(begin)

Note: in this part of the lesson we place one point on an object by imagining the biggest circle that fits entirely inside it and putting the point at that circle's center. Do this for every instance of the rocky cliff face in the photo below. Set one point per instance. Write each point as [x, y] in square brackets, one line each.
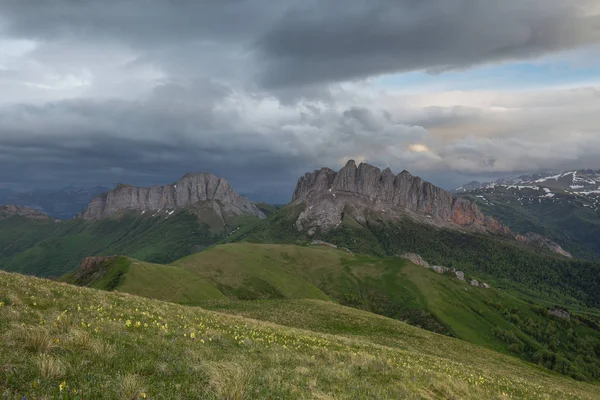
[365, 189]
[8, 211]
[189, 190]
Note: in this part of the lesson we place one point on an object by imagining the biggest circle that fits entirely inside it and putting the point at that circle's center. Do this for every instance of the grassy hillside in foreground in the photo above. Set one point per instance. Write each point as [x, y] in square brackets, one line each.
[391, 287]
[62, 341]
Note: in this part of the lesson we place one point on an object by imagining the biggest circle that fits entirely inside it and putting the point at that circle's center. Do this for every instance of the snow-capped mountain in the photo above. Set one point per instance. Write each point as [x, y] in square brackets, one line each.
[562, 206]
[584, 182]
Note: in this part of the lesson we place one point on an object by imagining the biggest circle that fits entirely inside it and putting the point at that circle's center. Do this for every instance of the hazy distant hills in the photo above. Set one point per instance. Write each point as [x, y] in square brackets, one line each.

(end)

Edit everything from the line containing "of the grassy" down to the end of the records so that "biggest circle" becomes "largest circle", and leave everything else unchanged.

__The response__.
Note: in this part of the lesson we place one point on an object by imagining the largest circle that fits entirely inside it and putting the point at that circle's center. Do this for every instance of the grassy hillside in foreground in the photo above. Set one point per instance. Write each point as [x, y] in square brackets, one line each.
[391, 287]
[62, 341]
Note: in this part of the lesson we place one point on an object by imagining the largest circle that fits entirely inside it and putting the point at that circle's center. Do this for every instance of the snow-capped mountain in the photo above. Set one point per instance. Write each point as [x, y] in square brackets, one line each.
[562, 206]
[584, 182]
Note: in this part of the lesson we place one point on an object by imagining the largest circle that fits entirely inside it and putting the point at that circle's center. Do this for every instance of the hazy distant hills in the photo above. Set one point per instance. Write each point as [x, y] in square brackets, one line each.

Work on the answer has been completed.